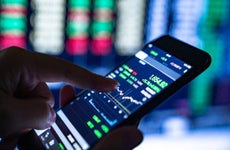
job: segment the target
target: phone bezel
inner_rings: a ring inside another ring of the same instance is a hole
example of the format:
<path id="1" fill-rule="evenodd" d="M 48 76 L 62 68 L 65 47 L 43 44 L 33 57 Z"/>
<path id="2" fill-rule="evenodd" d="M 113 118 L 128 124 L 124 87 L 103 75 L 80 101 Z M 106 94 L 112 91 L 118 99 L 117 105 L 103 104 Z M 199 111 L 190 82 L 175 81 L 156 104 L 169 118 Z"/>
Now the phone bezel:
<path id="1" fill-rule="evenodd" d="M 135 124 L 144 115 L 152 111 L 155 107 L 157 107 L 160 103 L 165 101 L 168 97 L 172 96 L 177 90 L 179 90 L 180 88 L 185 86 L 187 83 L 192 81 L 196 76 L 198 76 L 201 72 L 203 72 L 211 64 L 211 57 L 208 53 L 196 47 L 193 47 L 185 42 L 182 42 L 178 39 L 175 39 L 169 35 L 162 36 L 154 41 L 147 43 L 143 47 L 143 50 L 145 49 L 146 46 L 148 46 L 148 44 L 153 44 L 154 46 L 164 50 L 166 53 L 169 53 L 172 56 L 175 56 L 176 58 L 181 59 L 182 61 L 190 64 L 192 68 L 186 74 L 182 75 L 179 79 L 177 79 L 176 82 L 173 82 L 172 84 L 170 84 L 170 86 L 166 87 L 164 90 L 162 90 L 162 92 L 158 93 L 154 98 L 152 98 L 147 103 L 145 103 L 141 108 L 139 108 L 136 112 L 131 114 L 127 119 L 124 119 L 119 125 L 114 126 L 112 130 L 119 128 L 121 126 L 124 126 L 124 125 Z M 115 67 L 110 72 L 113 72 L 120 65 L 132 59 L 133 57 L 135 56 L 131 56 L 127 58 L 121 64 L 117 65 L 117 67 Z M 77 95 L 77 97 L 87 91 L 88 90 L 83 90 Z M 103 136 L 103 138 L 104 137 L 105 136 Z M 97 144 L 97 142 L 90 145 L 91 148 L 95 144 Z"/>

---

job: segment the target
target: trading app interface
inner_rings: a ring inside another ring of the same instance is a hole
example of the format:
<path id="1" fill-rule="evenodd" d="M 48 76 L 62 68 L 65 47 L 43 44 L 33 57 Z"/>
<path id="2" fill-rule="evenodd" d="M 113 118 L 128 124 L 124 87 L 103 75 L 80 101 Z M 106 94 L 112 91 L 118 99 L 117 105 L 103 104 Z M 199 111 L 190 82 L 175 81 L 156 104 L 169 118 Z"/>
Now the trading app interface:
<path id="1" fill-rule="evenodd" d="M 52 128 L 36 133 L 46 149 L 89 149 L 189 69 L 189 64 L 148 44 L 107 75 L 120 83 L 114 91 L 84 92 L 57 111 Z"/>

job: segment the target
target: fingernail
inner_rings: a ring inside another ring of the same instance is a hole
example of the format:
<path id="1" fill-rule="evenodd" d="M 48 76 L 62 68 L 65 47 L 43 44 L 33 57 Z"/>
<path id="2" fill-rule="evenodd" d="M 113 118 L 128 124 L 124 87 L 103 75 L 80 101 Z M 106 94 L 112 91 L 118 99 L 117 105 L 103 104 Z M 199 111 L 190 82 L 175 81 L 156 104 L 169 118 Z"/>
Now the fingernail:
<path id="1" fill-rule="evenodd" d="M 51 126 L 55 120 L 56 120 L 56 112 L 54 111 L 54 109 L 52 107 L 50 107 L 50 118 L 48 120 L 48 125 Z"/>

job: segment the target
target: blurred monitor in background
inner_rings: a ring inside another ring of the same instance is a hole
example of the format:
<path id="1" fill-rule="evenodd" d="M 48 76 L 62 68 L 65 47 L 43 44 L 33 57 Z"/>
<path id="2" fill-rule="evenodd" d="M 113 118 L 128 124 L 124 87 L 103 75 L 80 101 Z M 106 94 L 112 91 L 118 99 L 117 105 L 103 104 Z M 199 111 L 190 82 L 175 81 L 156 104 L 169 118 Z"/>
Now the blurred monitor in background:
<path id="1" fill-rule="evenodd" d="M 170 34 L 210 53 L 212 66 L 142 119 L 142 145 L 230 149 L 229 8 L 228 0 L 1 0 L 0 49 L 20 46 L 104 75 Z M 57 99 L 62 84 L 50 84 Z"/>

### Task statement
Please pick out every line of the records above that contains the word "monitor" and copy each of those lines in full. Case counts.

### Exercise response
target: blurred monitor in background
Now the blurred monitor in background:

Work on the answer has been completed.